■ DESCRIPTION OF THE TASK ■
Reproduce every line of the records below, including the requests, but shift each bounding-box coordinate in the answers up by 119. Leave the pictures out.

■ DATA PROVIDED ■
----

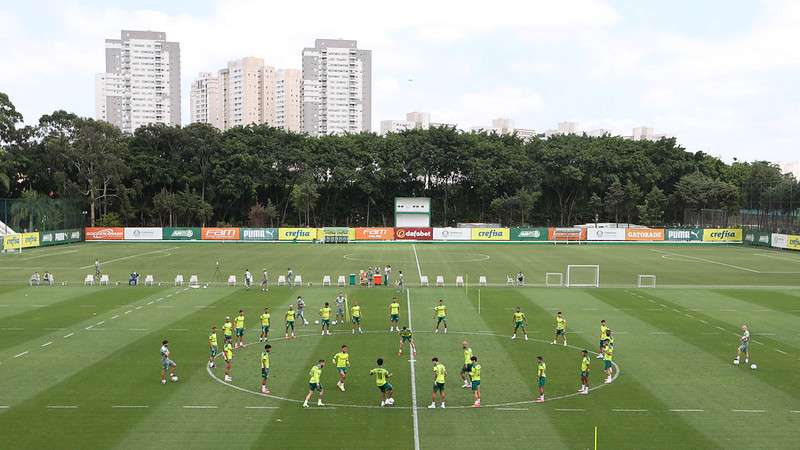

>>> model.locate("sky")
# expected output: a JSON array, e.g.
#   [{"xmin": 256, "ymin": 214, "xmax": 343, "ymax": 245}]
[{"xmin": 0, "ymin": 0, "xmax": 800, "ymax": 162}]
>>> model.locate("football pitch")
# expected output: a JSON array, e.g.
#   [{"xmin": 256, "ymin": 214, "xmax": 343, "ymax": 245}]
[{"xmin": 0, "ymin": 243, "xmax": 800, "ymax": 449}]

----

■ ANSWER ■
>>> model.locate("sky")
# expected output: a JSON array, e.g.
#   [{"xmin": 256, "ymin": 214, "xmax": 343, "ymax": 245}]
[{"xmin": 119, "ymin": 119, "xmax": 919, "ymax": 281}]
>>> model.locate("football pitch")
# expected output: a JSON array, e.g.
#   [{"xmin": 256, "ymin": 214, "xmax": 343, "ymax": 245}]
[{"xmin": 119, "ymin": 362, "xmax": 919, "ymax": 568}]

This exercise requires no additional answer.